_Suas tarefas:_
• 1. Responda com base no trecho sobre aprender a dizer não:
(a) A quem o texto atribui a frase de que às vezes é preciso "lerigou"?
(b) Que palavra aparece entre parênteses como equivalente de "audioli"?
(c) De quem é o livro mencionado?
• 2. Atualize a parte do trecho sobre aprender a dizer não que começa com as palavras "Ano passado eu" e termina com "impostora ou dúvidas.", substituindo "medo" por "receio".

_Trecho:_
————————

Às vezes é preciso lerigou, já dizia a princesa Elsa. A gente se agarra a tanta coisa porque acha que é o que deveríamos estar fazendo, quem queríamos ser, o relacionamento que romantizamos ter. Existe tanta beleza em olhar pra uma situação e pensar: é, não vai dar pra mim hoje. Não estou pronta, não tenho autoconfiança para tal, não tenho tempo, dinheiro, alguém pra me ajudar, meio de transporte, limite no cartão ou simplesmente não quero.
O primeiro "não vou porque não quero" que eu falei foi tão bom! Claro que quem ouviu o "não" pensou diferente. Claro que não dá pra falar isso pra todo mundo, todo dia. Mas nú, que delícia.
Ano passado eu "audioli" (também conhecido como "ouvi") o livro da Shonda Rhimes em que ela conta como parou de dizer "não" para as coisas, apenas porque podia. Eu também precisava dessa lição: aprender a dizer "sim", mesmo quando tenho medo, síndrome da impostora ou dúvidas.

————————

_Dados registrados:_
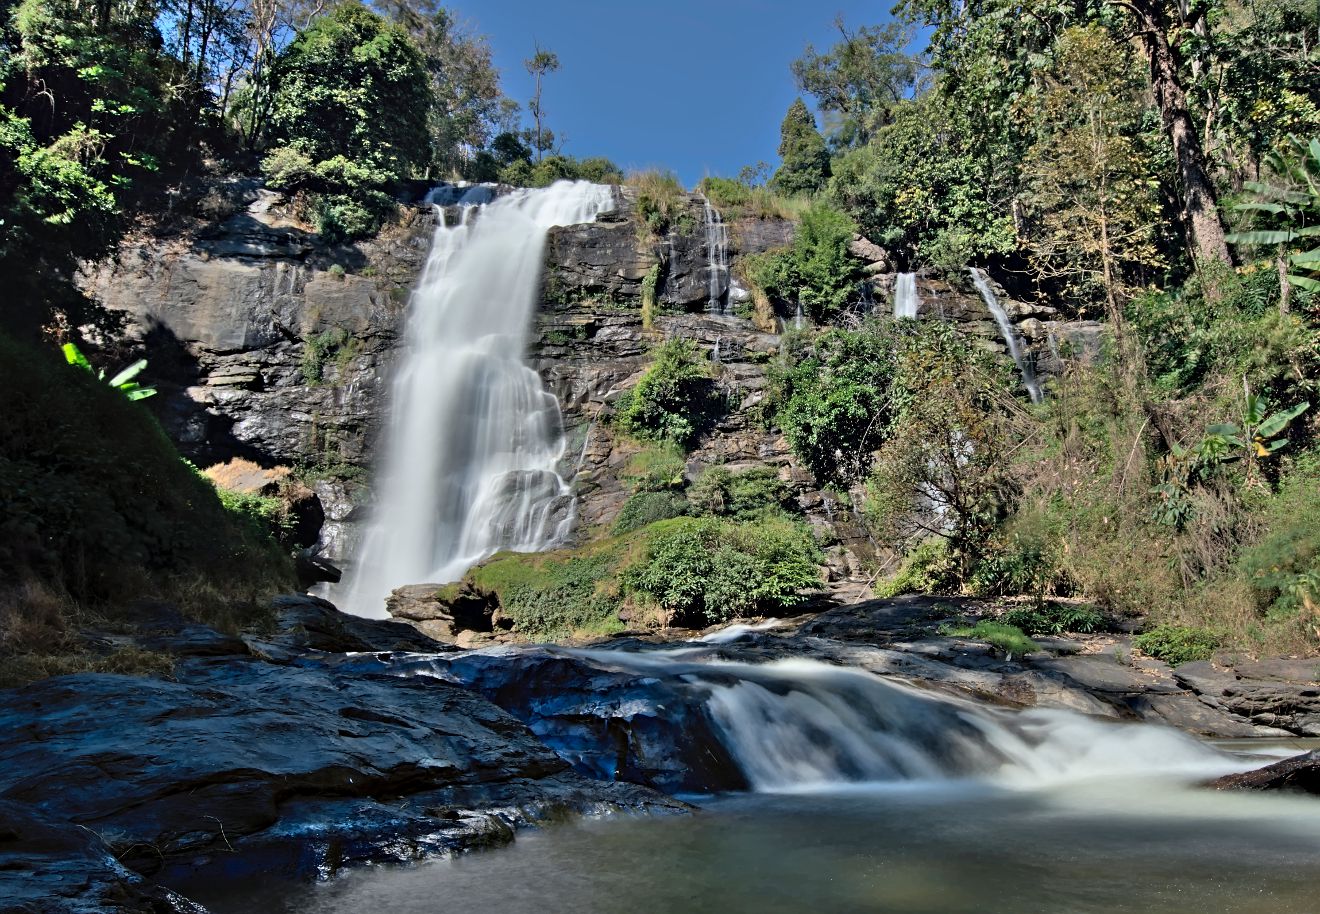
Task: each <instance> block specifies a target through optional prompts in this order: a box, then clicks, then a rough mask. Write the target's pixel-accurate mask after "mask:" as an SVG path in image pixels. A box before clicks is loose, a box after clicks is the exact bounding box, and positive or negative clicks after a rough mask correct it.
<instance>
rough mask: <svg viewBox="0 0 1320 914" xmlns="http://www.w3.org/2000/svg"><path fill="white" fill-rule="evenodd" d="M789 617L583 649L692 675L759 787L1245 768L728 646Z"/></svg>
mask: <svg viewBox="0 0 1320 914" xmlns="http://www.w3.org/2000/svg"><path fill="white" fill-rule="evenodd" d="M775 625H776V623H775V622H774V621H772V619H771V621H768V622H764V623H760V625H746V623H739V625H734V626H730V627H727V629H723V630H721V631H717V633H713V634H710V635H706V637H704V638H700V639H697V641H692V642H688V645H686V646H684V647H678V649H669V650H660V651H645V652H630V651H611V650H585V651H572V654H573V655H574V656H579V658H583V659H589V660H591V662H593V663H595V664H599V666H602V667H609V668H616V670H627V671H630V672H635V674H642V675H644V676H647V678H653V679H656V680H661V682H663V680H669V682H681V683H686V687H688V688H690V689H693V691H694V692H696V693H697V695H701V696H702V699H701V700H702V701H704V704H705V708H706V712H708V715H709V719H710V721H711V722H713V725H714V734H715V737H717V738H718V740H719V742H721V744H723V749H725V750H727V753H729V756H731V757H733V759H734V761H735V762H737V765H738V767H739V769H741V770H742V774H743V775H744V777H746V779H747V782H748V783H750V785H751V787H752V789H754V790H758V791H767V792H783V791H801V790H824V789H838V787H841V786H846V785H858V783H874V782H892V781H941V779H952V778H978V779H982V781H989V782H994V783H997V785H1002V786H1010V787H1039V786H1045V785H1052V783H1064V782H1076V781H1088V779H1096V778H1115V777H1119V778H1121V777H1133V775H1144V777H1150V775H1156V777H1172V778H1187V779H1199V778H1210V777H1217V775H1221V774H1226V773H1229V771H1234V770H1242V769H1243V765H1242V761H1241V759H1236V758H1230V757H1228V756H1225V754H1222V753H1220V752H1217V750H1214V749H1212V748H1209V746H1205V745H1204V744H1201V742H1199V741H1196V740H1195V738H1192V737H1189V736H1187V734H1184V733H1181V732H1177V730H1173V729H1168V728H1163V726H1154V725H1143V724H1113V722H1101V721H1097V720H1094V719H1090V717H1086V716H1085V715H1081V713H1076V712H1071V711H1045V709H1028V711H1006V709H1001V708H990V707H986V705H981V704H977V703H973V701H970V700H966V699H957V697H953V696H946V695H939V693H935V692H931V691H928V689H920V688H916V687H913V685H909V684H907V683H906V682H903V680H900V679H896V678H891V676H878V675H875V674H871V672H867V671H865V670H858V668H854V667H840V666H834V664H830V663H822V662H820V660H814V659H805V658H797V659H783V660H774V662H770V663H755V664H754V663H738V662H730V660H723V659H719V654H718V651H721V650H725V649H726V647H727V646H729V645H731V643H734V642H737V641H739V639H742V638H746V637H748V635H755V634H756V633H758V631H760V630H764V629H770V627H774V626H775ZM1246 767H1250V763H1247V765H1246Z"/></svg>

————————

_Respostas por item:_
• 1.
(a) À princesa Elsa.
(b) "ouvi".
(c) De Shonda Rhimes.

• 2.
Ano passado eu "audioli" (também conhecido como "ouvi") o livro da Shonda Rhimes em que ela conta como parou de dizer "não" para as coisas, apenas porque podia. Eu também precisava dessa lição: aprender a dizer "sim", mesmo quando tenho receio, síndrome da impostora ou dúvidas.